■ **Exercise aim**: Output the lines below exactly as they appear, covering everything from the line containing "Category: the clear sky" down to the line containing "pixel 1318 630", with both of those lines included.

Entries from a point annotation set

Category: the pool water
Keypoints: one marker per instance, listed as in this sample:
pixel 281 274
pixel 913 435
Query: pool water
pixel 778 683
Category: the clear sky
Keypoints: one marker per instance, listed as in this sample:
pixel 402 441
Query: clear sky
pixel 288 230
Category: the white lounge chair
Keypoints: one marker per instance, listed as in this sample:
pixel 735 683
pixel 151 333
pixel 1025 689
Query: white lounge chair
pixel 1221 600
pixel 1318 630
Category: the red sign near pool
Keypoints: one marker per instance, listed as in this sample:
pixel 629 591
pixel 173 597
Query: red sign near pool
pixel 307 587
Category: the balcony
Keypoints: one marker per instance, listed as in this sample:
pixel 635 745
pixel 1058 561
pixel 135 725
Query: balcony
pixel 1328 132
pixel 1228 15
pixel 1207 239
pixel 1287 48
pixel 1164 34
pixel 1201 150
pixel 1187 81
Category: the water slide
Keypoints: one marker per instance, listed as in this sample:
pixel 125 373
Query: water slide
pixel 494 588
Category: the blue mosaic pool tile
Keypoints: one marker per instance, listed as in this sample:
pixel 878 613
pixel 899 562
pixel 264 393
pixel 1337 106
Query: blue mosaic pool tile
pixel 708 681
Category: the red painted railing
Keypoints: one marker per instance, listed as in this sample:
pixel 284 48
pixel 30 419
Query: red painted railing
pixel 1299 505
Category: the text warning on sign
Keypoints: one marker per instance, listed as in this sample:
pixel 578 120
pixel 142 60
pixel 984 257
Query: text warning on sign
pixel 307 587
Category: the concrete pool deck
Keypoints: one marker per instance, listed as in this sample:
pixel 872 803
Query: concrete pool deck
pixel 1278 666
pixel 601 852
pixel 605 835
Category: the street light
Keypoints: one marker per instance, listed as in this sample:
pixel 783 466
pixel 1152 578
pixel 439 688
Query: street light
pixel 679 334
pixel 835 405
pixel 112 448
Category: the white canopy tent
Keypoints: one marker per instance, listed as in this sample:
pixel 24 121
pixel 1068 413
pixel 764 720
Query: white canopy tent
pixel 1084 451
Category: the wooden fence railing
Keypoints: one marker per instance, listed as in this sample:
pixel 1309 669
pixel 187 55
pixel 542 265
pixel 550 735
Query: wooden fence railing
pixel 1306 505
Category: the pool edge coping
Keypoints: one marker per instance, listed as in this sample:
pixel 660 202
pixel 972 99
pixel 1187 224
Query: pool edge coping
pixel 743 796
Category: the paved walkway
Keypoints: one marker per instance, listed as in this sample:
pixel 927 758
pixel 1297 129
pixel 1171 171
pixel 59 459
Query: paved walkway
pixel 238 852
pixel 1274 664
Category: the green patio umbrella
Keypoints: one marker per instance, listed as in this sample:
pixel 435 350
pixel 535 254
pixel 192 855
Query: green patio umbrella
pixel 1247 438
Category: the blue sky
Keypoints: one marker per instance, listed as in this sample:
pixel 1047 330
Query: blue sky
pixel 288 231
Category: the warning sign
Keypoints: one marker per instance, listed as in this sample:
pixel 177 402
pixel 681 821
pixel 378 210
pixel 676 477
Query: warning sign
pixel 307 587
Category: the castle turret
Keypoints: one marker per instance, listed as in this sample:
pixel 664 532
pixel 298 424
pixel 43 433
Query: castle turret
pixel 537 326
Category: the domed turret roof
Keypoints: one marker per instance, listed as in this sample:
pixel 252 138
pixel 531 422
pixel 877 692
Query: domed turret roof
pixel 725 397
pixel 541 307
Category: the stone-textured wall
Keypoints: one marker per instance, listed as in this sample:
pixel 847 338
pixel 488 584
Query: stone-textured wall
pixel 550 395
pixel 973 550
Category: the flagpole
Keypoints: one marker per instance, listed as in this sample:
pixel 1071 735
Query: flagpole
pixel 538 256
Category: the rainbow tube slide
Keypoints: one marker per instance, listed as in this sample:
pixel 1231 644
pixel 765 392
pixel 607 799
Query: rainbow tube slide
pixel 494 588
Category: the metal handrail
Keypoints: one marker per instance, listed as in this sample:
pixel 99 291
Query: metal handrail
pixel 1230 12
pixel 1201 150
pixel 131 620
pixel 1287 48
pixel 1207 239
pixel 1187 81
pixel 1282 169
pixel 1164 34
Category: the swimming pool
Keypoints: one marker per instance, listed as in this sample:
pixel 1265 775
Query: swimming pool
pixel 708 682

■ **Task result**:
Category: the clear sky
Keypoints: one marker per instance, listed as in this sample:
pixel 402 441
Query: clear sky
pixel 288 230
Category: the white lounge chair
Keypoints: one marker per instance, listed as in this sample:
pixel 735 683
pixel 151 333
pixel 1025 689
Query: white lounge chair
pixel 1221 600
pixel 1318 630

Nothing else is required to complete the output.